▸ CHALLENGE
Retype the entire listing below, every line, without changing a single character.

/---

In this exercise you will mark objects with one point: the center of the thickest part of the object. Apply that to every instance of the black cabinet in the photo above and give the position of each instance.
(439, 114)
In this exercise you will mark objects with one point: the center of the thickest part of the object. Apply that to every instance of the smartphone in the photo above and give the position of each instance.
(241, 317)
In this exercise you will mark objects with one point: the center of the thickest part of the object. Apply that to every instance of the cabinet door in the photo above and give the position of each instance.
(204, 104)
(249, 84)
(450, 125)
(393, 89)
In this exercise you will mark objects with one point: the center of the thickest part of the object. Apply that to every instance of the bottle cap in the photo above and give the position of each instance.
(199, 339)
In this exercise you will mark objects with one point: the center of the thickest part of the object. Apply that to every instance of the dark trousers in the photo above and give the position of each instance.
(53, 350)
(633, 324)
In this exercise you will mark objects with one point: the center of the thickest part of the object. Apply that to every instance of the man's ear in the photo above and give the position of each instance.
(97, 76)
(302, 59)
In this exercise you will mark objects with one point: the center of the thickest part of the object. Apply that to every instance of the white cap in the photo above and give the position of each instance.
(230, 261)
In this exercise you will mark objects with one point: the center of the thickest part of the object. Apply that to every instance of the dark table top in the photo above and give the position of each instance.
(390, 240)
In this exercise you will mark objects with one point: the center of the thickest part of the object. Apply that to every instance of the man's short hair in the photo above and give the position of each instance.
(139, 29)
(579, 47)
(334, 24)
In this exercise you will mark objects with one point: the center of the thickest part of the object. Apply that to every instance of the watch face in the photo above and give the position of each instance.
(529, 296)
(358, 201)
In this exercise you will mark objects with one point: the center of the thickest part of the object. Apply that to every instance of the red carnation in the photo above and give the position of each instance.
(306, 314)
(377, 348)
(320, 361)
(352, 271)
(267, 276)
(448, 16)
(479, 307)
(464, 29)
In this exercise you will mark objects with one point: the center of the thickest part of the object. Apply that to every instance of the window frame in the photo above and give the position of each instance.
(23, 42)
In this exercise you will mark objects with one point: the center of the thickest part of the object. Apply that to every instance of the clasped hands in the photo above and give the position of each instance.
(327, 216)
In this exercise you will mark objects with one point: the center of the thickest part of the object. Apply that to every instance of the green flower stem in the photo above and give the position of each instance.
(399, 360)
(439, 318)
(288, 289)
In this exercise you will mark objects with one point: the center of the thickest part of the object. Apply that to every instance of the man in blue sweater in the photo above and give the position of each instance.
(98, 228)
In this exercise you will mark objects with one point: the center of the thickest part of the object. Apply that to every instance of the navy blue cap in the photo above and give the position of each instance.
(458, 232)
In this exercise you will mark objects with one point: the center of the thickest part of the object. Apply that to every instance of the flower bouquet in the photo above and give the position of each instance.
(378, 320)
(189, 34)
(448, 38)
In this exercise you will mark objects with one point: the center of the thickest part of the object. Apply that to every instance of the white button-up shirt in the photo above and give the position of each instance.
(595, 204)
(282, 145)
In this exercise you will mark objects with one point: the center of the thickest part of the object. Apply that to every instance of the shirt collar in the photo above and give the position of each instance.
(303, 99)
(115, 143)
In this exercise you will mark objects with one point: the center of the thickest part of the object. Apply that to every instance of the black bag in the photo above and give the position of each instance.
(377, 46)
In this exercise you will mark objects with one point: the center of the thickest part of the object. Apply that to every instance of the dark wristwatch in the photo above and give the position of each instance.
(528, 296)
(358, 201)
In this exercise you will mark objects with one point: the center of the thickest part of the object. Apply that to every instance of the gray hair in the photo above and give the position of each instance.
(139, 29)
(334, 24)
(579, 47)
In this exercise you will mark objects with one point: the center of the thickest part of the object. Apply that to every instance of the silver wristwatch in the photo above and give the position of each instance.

\---

▸ WRITTEN SOLUTION
In this exercise you will mark objects with one point: the center of the thickest part of the object. Apply that to every instance of the black cabinet in the photo above and give the position of each instance.
(439, 114)
In this exercise you will mark objects with one point: the center of the thickest part of the object. Apply that to every instance of the smartphone in the photo above and give the position of each instance.
(241, 317)
In this exercise you will mark objects with one point: the center of the thickest part of the object. Apply that to every instance of the cabinet door in the photo above and give the position of each instance.
(204, 104)
(249, 84)
(450, 125)
(393, 89)
In this exercise you will mark objects with one point: the center of the thickest part of the object. Apply that to every instance of the bottle cap in the photo above and give the position of each instance.
(199, 339)
In this exercise you will mark objects with one point: the center of the thickest part of the object. Apply that to every instance of the dark trousers in the photo above and give the position of each instance.
(53, 350)
(633, 324)
In this exercise you will mark objects with one point: the center of the thickest part of the object. Apply that to every instance of the man's ear in the photo above and give the position of each instance.
(97, 76)
(302, 59)
In this exercise you will mark objects with one point: the center of the thickest part of the object. Apply that to every instance of the white cap in the photo above and give the position of each instance.
(230, 261)
In this exercise you will mark objects with one point: the center of the thickest part of the object. Apply that to every instance of the dark table top in the photo above and give the position of each instance.
(390, 240)
In this exercise you will mark objects with one point: the center of the thickest part of the object. Apply that to every instance of the man's short hair in the photo above and give the position of each instance.
(139, 29)
(579, 47)
(334, 24)
In this exercise you will mark objects with one point: the center of the thickest part of the object. Apply that to every instance of the watch face in the photo above and give the position of each instance.
(529, 296)
(358, 201)
In this exercise you will mark objects with one point: the center of the thickest part of the object. Apply that to every instance of the red carnation in the photo above and give the position of each instance.
(306, 314)
(377, 348)
(320, 361)
(352, 271)
(267, 276)
(448, 16)
(479, 307)
(464, 29)
In this exercise you will mark objects with one point: the center of the thickest part of the object. Apply that to every instance of the window frame in the photo above and give the position of each instance.
(23, 42)
In this exercise you will mark objects with one point: the center of the thickest part of the object. Apply that to every instance of the clasped hands in the photo above and give the position of each instance.
(327, 216)
In this exercise you will mark objects with one point: the center of the thickest part of the object. Apply that to every instance of the green flower stem in the photo above and give the position of each instance.
(399, 360)
(439, 318)
(288, 289)
In this exercise you will mark objects with one point: the center of the thickest part of the object. Apply that to every instance of the man in blue sweater in the photo above and give the position of each instance.
(98, 228)
In this exercise you will mark objects with one point: the center of the thickest part of the object. Apply that to every instance of the navy blue cap in the photo above and give the position of each instance.
(458, 232)
In this exercise you will mark objects with one point: the center of the thickest part of the object. Apply that to every instance of the flower bouquet in the photo above and give the position of each instance.
(378, 320)
(189, 34)
(448, 38)
In this exercise you will mark objects with one point: the center of the thickest part of the object. Apply that to every instance of the white button-up shirt in the photo above and give the position of each instance.
(595, 204)
(282, 145)
In this exercise you will mark objects with one point: the center of the thickest part of the object. Apply that to every instance of the shirt collar in the photo above and give the position of each instance.
(303, 99)
(115, 143)
In this exercise you will mark objects with one point: the center of the thickest part of the object. Apply that to every instance of the black bag in the photo above and give the position of each instance.
(377, 46)
In this exercise you will mark objects with one point: the center of the thickest part of the object. Apply that to every instance of the dark wristwatch in the photo above and give the position of each instance.
(528, 296)
(358, 201)
In this exercise you will mark objects with one point: the center of the thickest part of the object. Apply that to every instance of the gray hair in the photo above and give the position of each instance.
(139, 29)
(334, 24)
(579, 47)
In this exercise you will mark objects with one point: the center of the thickest part of the object. Apply that to every instance of the silver wristwatch in the photo above and give the position of each instance.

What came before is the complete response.